Below are some records; return each one exactly as written.

Stored items
━━━━━━━━━━━━━━━━━━━━

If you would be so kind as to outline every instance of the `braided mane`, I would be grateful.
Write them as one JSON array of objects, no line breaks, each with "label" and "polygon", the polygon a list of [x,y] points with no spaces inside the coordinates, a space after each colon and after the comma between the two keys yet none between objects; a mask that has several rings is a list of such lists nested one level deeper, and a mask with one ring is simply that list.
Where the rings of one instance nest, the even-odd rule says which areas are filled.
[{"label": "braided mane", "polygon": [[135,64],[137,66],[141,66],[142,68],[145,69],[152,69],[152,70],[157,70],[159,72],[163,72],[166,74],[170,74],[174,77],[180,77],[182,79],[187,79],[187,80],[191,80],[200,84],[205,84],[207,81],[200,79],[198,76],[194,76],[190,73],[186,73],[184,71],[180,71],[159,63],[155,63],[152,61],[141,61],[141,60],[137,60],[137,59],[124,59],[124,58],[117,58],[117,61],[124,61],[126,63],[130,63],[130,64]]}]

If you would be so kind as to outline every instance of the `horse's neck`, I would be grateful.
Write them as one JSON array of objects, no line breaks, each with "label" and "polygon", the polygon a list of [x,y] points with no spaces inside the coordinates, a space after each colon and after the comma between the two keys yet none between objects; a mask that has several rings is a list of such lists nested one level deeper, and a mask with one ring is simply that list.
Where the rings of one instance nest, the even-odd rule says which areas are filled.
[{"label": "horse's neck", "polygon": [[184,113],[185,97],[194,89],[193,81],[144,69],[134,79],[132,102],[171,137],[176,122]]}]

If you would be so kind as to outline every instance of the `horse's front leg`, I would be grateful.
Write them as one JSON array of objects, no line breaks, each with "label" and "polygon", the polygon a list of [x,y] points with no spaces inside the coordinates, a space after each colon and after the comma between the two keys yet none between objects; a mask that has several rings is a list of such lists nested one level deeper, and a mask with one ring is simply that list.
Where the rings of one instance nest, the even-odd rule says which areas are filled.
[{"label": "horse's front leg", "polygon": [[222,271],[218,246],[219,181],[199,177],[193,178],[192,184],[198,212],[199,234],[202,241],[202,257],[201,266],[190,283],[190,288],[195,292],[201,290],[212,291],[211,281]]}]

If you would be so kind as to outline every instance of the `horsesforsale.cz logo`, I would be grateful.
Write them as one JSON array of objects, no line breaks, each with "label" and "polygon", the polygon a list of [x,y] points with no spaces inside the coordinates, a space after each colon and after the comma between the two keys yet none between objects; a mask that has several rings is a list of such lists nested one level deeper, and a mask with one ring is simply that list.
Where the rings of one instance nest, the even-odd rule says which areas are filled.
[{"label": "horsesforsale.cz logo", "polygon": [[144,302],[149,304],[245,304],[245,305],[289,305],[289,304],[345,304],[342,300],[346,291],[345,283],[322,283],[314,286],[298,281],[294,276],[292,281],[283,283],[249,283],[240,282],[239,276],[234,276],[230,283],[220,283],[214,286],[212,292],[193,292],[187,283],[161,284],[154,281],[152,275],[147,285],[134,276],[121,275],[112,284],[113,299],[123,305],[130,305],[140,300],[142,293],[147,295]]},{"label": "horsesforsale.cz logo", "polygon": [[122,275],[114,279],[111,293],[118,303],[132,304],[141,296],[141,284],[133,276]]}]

━━━━━━━━━━━━━━━━━━━━

ANSWER SECTION
If you would be so kind as to outline every instance of the `braided mane`, I would be grateful.
Write them as one JSON array of objects, no line breaks, each with "label" and "polygon", the polygon a list of [x,y] points with no spaces inside the coordinates, a space after each colon and after the comma between the two keys yet none between objects; a mask that has several rings is a list of such lists nested one level deeper, and a mask with one ring is simply that list.
Where the rings of one instance nest, the even-odd rule says which areas are filled.
[{"label": "braided mane", "polygon": [[135,64],[137,66],[141,66],[142,68],[145,69],[152,69],[152,70],[157,70],[159,72],[163,72],[166,74],[170,74],[174,77],[180,77],[182,79],[187,79],[187,80],[191,80],[200,84],[205,84],[207,81],[200,79],[198,76],[194,76],[190,73],[186,73],[184,71],[180,71],[159,63],[155,63],[152,61],[141,61],[141,60],[137,60],[137,59],[124,59],[124,58],[117,58],[117,61],[124,61],[126,63],[130,63],[130,64]]}]

If you would be so kind as to outline every instance of the `horse's neck`, I would be grateful.
Write them as one JSON array of objects, no line breaks, each with "label" and "polygon", the polygon a list of [x,y] points with no spaces inside the coordinates, a space after each colon and after the comma between the two keys yet none between objects; a mask that has several rings is a list of such lists nested one level deeper, and a mask with one ring is simply that list.
Where the rings of one instance nest, the even-odd rule says which areas are filled.
[{"label": "horse's neck", "polygon": [[184,113],[185,97],[194,89],[193,81],[144,69],[134,79],[132,102],[171,137],[176,122]]}]

If you would be so kind as to outline every instance of the `horse's front leg`, I would be grateful.
Write them as one JSON array of objects, no line breaks, each with "label" and "polygon", the polygon a list of [x,y] points with no spaces inside the coordinates, a space after each colon and after the comma between the two keys yet none between objects; a mask that has several rings is a list of such lists nested one level deeper, and a mask with one ring is simply that list.
Where the rings of one instance nest, the even-odd rule says which areas are filled.
[{"label": "horse's front leg", "polygon": [[222,271],[218,246],[219,181],[199,177],[193,178],[192,184],[198,212],[199,234],[202,241],[202,257],[201,266],[190,283],[190,288],[195,292],[201,290],[212,291],[211,281]]}]

If you would be so kind as to outline every instance of the `horsesforsale.cz logo`, I would be grateful.
Write them as one JSON array of objects, no line breaks, each with "label" and "polygon", the polygon a list of [x,y] points with no spaces inside the coordinates, a space after each colon and after the comma between the two keys yet none between objects; a mask that has several rings is a list of such lists nested one level deeper, and a mask with one ring is simply that list.
Where the rings of one instance nest, the even-odd rule says which areas are filled.
[{"label": "horsesforsale.cz logo", "polygon": [[144,302],[149,304],[245,304],[245,305],[289,305],[289,304],[345,304],[342,300],[346,291],[345,283],[322,283],[314,286],[298,281],[294,276],[292,281],[283,283],[249,283],[240,282],[239,276],[234,276],[230,283],[220,283],[214,286],[212,292],[193,292],[187,283],[161,284],[154,281],[152,275],[147,285],[134,276],[121,275],[112,284],[113,299],[123,305],[130,305],[140,300],[142,293],[147,295]]},{"label": "horsesforsale.cz logo", "polygon": [[122,275],[114,279],[111,293],[118,303],[132,304],[141,296],[141,284],[133,276]]}]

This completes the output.